Dataset entries:
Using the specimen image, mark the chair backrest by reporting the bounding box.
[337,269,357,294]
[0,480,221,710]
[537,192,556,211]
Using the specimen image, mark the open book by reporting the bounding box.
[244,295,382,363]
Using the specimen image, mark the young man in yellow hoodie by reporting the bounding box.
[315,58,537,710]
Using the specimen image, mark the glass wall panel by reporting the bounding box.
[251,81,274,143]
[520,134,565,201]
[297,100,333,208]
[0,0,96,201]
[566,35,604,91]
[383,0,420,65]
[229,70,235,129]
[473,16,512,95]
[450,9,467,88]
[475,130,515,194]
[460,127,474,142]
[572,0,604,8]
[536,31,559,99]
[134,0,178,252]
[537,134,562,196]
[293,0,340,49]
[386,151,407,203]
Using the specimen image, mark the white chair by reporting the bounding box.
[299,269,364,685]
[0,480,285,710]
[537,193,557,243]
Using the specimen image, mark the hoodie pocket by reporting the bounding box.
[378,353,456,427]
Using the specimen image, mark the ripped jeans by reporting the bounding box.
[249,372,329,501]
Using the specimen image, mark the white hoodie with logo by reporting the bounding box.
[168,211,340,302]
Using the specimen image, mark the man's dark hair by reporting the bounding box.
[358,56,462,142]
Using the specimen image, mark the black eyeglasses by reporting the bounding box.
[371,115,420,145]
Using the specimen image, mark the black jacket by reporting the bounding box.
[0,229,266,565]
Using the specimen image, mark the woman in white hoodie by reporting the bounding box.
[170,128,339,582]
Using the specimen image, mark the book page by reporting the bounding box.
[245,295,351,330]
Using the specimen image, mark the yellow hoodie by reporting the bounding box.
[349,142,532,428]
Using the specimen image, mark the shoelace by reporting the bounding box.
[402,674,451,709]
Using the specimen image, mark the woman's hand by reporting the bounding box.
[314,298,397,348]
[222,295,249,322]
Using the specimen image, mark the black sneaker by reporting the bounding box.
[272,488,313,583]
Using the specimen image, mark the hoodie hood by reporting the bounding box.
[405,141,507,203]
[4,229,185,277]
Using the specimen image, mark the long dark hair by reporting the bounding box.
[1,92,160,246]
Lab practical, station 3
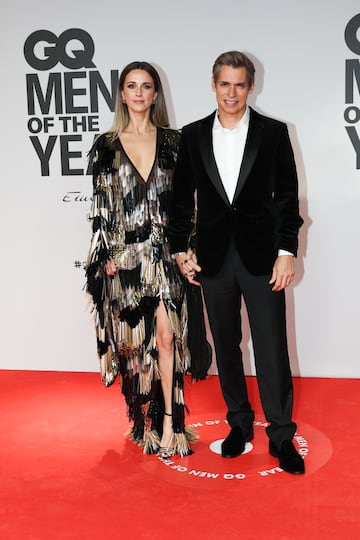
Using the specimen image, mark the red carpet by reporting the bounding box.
[0,371,359,539]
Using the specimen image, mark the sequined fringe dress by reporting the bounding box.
[86,128,195,455]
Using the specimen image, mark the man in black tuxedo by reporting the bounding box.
[169,51,304,474]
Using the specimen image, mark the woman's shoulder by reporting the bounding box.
[159,127,181,146]
[89,132,120,173]
[90,132,118,154]
[157,127,180,168]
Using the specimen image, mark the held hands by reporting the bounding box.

Aim of the task:
Produce an exact copy of the records above, leaving out the pictures.

Response area:
Using the specimen image, mark the chair backrest by reporting the bounding box.
[337,269,357,294]
[0,480,221,710]
[537,192,556,211]
Using the specimen image, mark the open book by reporting the bounding box.
[244,295,382,363]
Using the specimen image, mark the young man in yellow hoodie by reporting the bounding box.
[315,58,537,710]
Using the specimen image, mark the glass wall panel by reporting the bounding box.
[251,81,274,143]
[520,134,565,201]
[297,100,333,208]
[0,0,96,201]
[566,35,604,91]
[383,0,420,65]
[229,70,235,129]
[473,16,512,95]
[450,9,467,88]
[475,130,515,194]
[460,127,474,142]
[572,0,604,8]
[536,31,559,99]
[134,0,178,252]
[537,134,562,196]
[293,0,340,49]
[386,151,407,203]
Using the specimen image, mark the white chair by reporting the bounding box.
[299,269,364,685]
[0,480,285,710]
[537,193,557,243]
Using the specimen image, mark the hoodie pocket by reporting the bounding box.
[378,353,456,427]
Using the specimen image, mark the ripped jeans by reporting the bounding box.
[249,372,329,501]
Using the specimen image, mark the white hoodie with logo by reporting the bounding box.
[168,211,340,302]
Using the specimen image, mark the man's dark hair by reporting the bounding box.
[358,56,462,142]
Using the specimen image, mark the black eyeglasses by reporting the bounding box.
[371,115,420,145]
Using the specimen image, mark the black jacket by reporting the bounding box.
[0,229,266,565]
Using the specimen image, mark the woman in white hoodie by reporting the bounding box.
[170,128,339,582]
Using the specimen image, mark the book page by reporting the bounding box.
[245,295,351,330]
Using the specimen image, mark the yellow hoodie by reporting the bounding box.
[349,142,532,428]
Using the specimen image, mark the shoelace by reporting the bounding box.
[402,674,451,709]
Using the specimen image, mark the woman's hand by reporting the bounding box.
[314,298,397,348]
[222,295,249,322]
Using the specimen image, mark the black sneaker by reporting the bounding box.
[272,488,313,583]
Using the specimen image, mark the hoodie hood by reporting the bounding box.
[405,141,507,203]
[4,229,185,277]
Using the specimen image, mark the long dark hair by reporting the bounding box.
[1,92,160,246]
Lab practical, station 3
Using the specimen image, mark the red carpet by reporting the bounding box.
[0,371,359,539]
Using the specimen image, mark the sequined fringe dress by reporting the bounding box.
[86,128,195,455]
Using the specimen image, mark the man in black tuxedo by reporting the bounding box.
[169,51,304,474]
Using the specimen image, mark the woman's shoulder by reporting the bounding box.
[159,127,181,146]
[89,132,120,173]
[90,132,118,154]
[157,127,180,168]
Using the specimen image, mark the held hands by reporting the bounding box.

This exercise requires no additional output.